>> START

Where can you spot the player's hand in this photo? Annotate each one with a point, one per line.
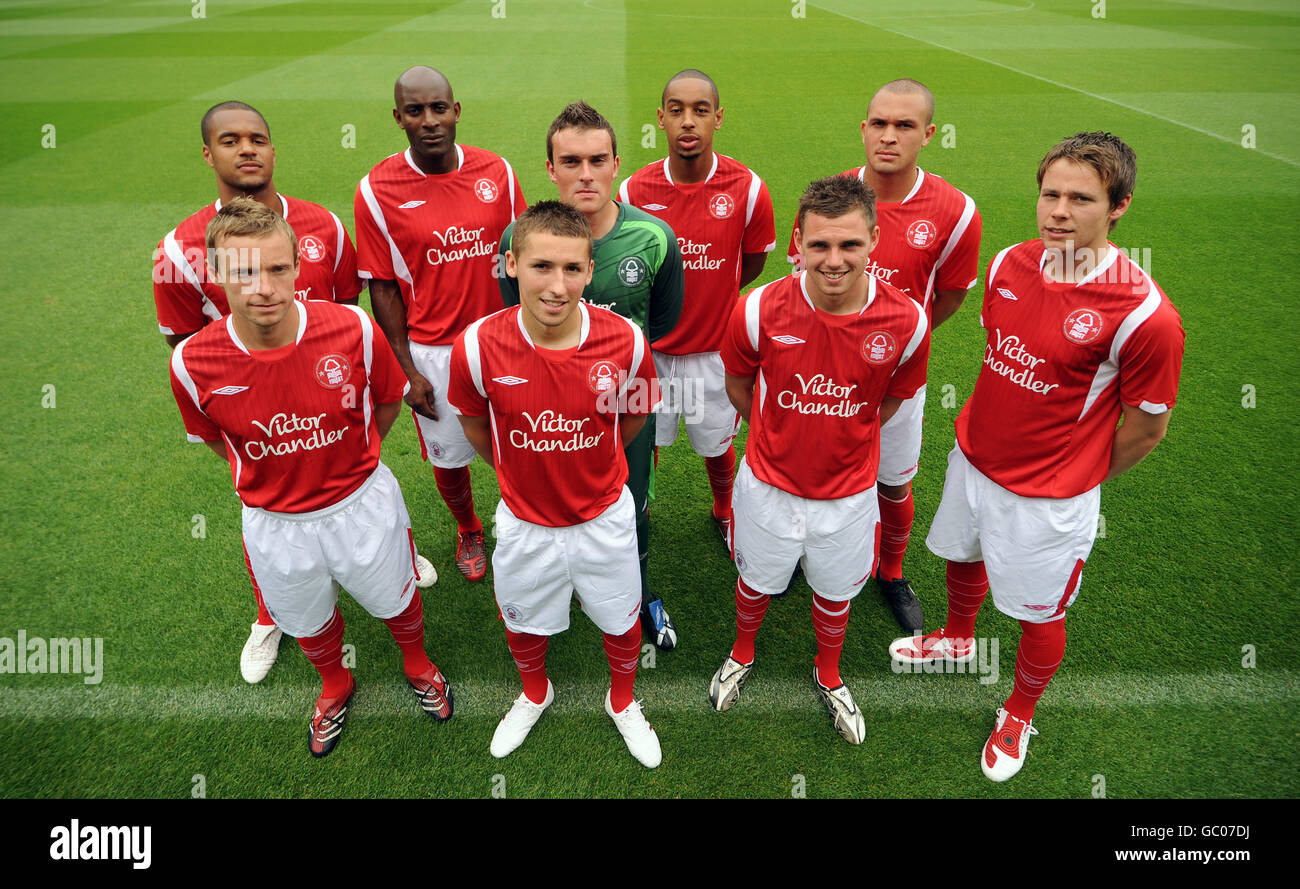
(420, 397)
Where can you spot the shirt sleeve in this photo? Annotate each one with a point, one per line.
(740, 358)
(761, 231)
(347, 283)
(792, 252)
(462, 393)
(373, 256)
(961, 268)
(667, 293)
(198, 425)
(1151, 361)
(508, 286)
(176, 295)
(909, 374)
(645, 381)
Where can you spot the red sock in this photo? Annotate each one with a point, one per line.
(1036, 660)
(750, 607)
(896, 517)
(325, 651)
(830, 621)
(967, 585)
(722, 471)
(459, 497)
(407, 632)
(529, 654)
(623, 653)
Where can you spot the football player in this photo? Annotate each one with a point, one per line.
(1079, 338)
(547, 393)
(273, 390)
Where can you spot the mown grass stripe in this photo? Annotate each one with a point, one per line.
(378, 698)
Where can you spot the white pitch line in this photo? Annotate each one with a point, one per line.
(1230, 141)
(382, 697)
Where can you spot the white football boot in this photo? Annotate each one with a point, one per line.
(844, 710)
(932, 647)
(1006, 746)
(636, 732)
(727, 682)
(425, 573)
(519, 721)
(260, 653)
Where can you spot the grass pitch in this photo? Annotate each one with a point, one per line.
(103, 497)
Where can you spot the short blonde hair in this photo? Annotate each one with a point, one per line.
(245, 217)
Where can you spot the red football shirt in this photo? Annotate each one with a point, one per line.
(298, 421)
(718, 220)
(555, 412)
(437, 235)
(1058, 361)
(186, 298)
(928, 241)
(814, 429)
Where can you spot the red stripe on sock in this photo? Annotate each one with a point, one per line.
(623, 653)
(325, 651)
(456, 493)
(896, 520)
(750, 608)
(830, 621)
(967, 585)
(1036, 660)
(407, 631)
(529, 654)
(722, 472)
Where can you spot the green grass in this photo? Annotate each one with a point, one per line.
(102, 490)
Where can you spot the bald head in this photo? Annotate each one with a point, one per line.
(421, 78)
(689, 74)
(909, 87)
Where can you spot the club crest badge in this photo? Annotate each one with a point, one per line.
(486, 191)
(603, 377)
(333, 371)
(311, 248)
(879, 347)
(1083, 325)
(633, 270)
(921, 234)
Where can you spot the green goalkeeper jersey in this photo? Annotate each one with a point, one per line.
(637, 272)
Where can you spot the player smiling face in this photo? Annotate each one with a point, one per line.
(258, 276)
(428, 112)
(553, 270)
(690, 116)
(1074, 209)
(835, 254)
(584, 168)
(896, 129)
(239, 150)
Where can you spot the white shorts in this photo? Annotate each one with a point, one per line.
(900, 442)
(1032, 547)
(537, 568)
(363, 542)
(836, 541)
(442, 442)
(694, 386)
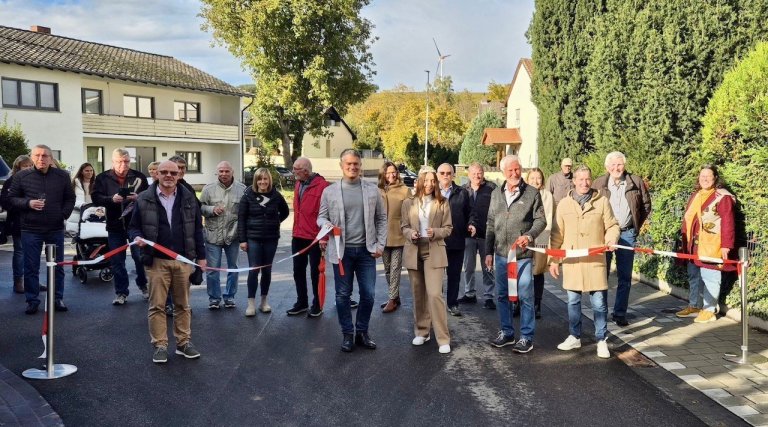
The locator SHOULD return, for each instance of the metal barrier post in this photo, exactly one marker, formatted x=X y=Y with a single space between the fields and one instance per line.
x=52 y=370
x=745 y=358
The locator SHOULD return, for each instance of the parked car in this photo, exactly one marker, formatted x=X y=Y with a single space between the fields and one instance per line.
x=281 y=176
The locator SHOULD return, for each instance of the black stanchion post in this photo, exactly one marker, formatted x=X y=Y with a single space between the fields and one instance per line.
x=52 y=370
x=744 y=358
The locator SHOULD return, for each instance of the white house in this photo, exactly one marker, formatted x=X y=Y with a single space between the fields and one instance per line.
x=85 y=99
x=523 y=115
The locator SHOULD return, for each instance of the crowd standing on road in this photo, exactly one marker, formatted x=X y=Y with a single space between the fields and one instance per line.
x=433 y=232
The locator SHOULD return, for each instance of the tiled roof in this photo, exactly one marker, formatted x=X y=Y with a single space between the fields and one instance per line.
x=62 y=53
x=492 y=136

>> END

### WRITTEN PROBLEM
Copy everything from the line containing "Where can you spot the player smiling" down to the line containing "x=745 y=358", switching "metal barrier post" for "metal bollard" and keeping all else unchanged. Leave the pictures out.

### IN RESPONSE
Where can you spot the player smiling face in this photo? Annotate each one with a point, one per line.
(258, 276)
(428, 112)
(553, 270)
(690, 116)
(1074, 209)
(835, 254)
(584, 168)
(896, 129)
(239, 150)
Where can you spot the white shorts in this photo? Annotate each one with a point, one per line.
(900, 442)
(1032, 547)
(537, 568)
(363, 542)
(836, 541)
(442, 442)
(694, 386)
The locator SHOULD return, for each instance of the metal bollard in this photo, exactly one marker, formatted x=X y=Y with a single space between the fields and one instance per line.
x=52 y=370
x=745 y=358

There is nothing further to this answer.